■ Objective
Could you write out the records below again, swapping every "bare tree" for "dead tree" and leaving everything else untouched?

[Dataset entries]
——

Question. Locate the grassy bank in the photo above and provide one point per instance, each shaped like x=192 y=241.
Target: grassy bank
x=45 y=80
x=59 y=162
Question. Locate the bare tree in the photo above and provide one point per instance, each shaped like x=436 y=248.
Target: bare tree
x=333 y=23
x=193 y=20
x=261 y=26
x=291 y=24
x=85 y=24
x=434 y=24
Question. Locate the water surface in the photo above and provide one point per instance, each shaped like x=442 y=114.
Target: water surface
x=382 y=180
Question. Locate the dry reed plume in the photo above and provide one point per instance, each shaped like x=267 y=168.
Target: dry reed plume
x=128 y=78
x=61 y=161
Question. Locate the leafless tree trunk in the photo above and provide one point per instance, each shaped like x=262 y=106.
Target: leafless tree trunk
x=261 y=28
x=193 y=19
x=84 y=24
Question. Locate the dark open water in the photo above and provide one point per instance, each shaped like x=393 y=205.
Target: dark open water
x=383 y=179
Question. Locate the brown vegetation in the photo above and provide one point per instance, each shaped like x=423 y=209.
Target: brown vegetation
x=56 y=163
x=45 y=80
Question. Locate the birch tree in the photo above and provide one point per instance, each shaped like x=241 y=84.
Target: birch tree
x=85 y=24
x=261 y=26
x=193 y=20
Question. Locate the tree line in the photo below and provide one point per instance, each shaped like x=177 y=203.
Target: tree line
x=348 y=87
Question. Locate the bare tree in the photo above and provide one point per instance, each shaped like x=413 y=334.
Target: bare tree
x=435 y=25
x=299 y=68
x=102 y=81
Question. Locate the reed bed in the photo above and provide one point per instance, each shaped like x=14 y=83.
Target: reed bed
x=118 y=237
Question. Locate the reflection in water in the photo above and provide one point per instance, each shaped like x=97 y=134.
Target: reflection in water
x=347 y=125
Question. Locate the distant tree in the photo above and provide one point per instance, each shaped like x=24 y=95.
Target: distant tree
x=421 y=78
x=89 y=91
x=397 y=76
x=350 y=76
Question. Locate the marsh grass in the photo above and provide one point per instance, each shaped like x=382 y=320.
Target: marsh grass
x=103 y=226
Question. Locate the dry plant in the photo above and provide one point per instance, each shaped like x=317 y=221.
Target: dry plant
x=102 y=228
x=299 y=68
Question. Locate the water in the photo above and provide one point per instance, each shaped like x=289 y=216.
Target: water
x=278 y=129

——

■ Answer to this task
Question. Locate the grassy bank in the photo above and provide one point per instance, each shaped like x=192 y=241.
Target: grassy bank
x=45 y=80
x=59 y=162
Question. Locate the dead tree in the photo above and provide one point per instance, each shaped like x=436 y=248.
Target: dead tree
x=333 y=23
x=193 y=20
x=261 y=26
x=291 y=24
x=85 y=24
x=434 y=24
Question. Locate the water surface in the photo above and provide one point per instance, each shaped like x=442 y=114.
Target: water surface
x=382 y=180
Question. Locate the dry reed plume in the photo above and provide one point per instance, each shaped like x=267 y=168.
Target: dry reed plume
x=128 y=78
x=61 y=161
Question. Locate the leafless tree trunk in the photo above and provide one point per instance, each shaped like x=262 y=106.
Target: leafless tree trunk
x=261 y=28
x=193 y=19
x=84 y=24
Question. Locate the dark open water in the photo above and provide one point per instance, each shaped like x=393 y=205.
Target: dark open water
x=383 y=179
Question. Locate the brown vegetation in the photo above and provide one point per instance, each shaped like x=423 y=209.
Target: brown vegetation
x=56 y=163
x=45 y=80
Question. Locate the birch tree in the photo above and provide one point per instance, each shaped like x=241 y=84.
Target: birch tree
x=85 y=24
x=261 y=26
x=193 y=20
Question. Locate the tree line in the photo below and provide one point per instance, each shaped like x=177 y=203.
Target: tree line
x=348 y=87
Question. Locate the dead tree in the photo above and provide one point per instance, each shaped like x=413 y=334.
Target: dead tree
x=435 y=25
x=299 y=68
x=102 y=81
Question. Locate the reed bed in the photo above and provide one point per instance, each shaped like x=14 y=83.
Target: reed bed
x=118 y=237
Question. Locate the reflection in water in the photo above and provide one point per instance, each shaped like x=97 y=134.
Target: reflection in water
x=347 y=125
Question. Locate the distant tree in the photo above and provide one point per instance, each shaped like x=24 y=95.
Target: distant tree
x=421 y=78
x=89 y=91
x=397 y=76
x=350 y=76
Question. Locate the marsh grass in the photo above and provide one point per instance, each shaped like x=382 y=320.
Target: marsh grass
x=103 y=226
Question. Locate the dry plant in the photo above and provide one point per instance, each shaped like x=317 y=221.
Target: dry plant
x=102 y=228
x=299 y=68
Question. Locate the water in the photo above and provide one point per instance, each shaped like x=289 y=216.
Target: water
x=278 y=129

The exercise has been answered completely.